→ **EXCERPTED TEXT**
◇ ◇ ◇ ◇ ◇
From 5e94b5d58187d45818d5b52dda243aa6b69eadf4 Mon Sep 17 00:00:00 2001
From: Matthew Honnibal <honnibal@gmail.com>
Date: Tue, 23 Jun 2015 00:07:06 +0200
Subject: [PATCH] * Have Tokens return proper numpy arrays, not Cython views.

---
 spacy/tokens.pxd |  4 ++--
 spacy/tokens.pyx | 14 +++++++++-----
 2 files changed, 11 insertions(+), 7 deletions(-)

diff --git a/spacy/tokens.pxd b/spacy/tokens.pxd
index 9ddd126a1..8b3ff9fe9 100644
--- a/spacy/tokens.pxd
+++ b/spacy/tokens.pxd
@@ -1,7 +1,7 @@
 from libc.stdint cimport uint32_t
 
 from numpy cimport ndarray
-cimport numpy
+cimport numpy as np
 
 from cymem.cymem cimport Pool
 from thinc.typedefs cimport atom_t
@@ -47,7 +47,7 @@ cdef class Tokens:
 
     cdef int push_back(self, int i, LexemeOrToken lex_or_tok) except -1
 
-    cpdef long[:,:] to_array(self, object features)
+    cpdef np.ndarray to_array(self, object features)
 
     cdef int set_parse(self, const TokenC* parsed) except -1
 
diff --git a/spacy/tokens.pyx b/spacy/tokens.pyx
index 3ee559dcf..3b132c4c9 100644
--- a/spacy/tokens.pyx
+++ b/spacy/tokens.pyx
@@ -18,7 +18,9 @@ from .structs cimport UniStr
 
 from unidecode import unidecode
 
-cimport numpy
+cimport numpy as np
+np.import_array()
+
 import numpy
 
 cimport cython
@@ -207,7 +209,7 @@ cdef class Tokens:
         return idx + t.lex.length
 
     @cython.boundscheck(False)
-    cpdef long[:,:] to_array(self, object py_attr_ids):
+    cpdef np.ndarray to_array(self, object py_attr_ids):
         """Given a list of M attribute IDs, export the tokens to a numpy ndarray
         of shape N*M, where N is the length of the sentence.
◇ ◇ ◇ ◇ ◇
→ **RECORDS SHOWN**
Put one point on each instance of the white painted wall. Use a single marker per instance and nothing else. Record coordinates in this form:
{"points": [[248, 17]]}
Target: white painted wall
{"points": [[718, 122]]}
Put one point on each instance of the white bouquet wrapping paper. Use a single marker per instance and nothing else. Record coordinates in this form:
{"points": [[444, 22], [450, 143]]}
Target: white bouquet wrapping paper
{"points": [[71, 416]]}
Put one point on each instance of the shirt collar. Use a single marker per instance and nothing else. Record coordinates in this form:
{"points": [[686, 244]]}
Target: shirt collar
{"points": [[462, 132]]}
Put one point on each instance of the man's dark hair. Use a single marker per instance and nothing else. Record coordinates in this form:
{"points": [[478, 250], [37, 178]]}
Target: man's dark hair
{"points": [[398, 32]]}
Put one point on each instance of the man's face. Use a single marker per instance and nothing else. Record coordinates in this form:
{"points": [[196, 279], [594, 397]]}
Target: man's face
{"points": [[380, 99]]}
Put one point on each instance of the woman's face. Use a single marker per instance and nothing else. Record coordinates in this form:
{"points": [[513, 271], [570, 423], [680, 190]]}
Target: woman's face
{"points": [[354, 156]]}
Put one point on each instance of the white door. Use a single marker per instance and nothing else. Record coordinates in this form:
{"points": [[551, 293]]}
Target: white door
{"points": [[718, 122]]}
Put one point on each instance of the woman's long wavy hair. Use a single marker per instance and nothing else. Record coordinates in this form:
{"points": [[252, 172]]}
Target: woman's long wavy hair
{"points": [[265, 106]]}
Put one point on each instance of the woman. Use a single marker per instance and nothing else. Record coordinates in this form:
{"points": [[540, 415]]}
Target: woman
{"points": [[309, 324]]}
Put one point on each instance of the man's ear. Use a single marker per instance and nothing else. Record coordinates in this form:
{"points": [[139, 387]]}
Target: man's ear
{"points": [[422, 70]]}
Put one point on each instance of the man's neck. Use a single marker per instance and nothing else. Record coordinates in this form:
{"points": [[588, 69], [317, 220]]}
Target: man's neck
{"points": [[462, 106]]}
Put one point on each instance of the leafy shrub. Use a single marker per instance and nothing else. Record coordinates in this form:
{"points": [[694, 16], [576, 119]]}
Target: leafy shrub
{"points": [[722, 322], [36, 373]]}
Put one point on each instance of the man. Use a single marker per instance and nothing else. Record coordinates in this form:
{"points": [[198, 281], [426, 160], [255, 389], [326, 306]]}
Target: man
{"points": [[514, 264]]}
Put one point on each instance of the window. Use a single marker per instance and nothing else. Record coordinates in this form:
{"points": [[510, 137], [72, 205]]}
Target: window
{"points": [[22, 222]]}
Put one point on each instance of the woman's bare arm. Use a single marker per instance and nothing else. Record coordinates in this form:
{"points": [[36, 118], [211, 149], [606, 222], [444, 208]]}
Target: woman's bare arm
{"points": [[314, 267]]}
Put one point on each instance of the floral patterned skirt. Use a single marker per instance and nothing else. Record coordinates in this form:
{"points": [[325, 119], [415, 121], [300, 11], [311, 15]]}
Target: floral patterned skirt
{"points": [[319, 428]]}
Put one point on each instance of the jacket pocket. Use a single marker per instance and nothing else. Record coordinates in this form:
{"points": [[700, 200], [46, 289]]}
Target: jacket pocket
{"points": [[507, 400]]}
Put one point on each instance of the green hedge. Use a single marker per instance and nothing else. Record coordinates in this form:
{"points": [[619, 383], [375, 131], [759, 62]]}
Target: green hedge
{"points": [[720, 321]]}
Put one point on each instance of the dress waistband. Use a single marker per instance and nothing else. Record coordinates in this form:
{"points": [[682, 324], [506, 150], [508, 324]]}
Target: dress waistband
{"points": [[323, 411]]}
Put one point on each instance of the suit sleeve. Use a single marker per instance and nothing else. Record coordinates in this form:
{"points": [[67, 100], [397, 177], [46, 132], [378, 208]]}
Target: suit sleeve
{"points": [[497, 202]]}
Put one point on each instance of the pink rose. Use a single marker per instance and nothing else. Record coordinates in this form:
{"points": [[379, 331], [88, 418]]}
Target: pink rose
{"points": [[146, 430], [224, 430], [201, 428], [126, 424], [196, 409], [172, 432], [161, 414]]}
◇ ◇ ◇ ◇ ◇
→ **ACTIONS TO TAKE**
[1] Answer these questions from the patch:
(a) Who is given as the author of the patch?
(b) How many insertions and deletions does the patch summary report?
(c) What return type does to_array have after the change?
[2] In the records, start with the line containing "Put one point on each instance of the pink" and go through the end of the records. Write those lines out again with "pink rose" swapped for "red rose" and nothing else changed.
The text and the records have nothing to do with each other.

→ **SOLUTION LIST**
[1]
(a) Matthew Honnibal
(b) 11 insertions and 7 deletions
(c) np.ndarray

[2]
Put one point on each instance of the red rose. Use a single marker per instance and nothing else. Record coordinates in this form:
{"points": [[379, 331], [88, 418]]}
Target: red rose
{"points": [[146, 430], [224, 430], [201, 428], [126, 424], [196, 409], [172, 432], [161, 414]]}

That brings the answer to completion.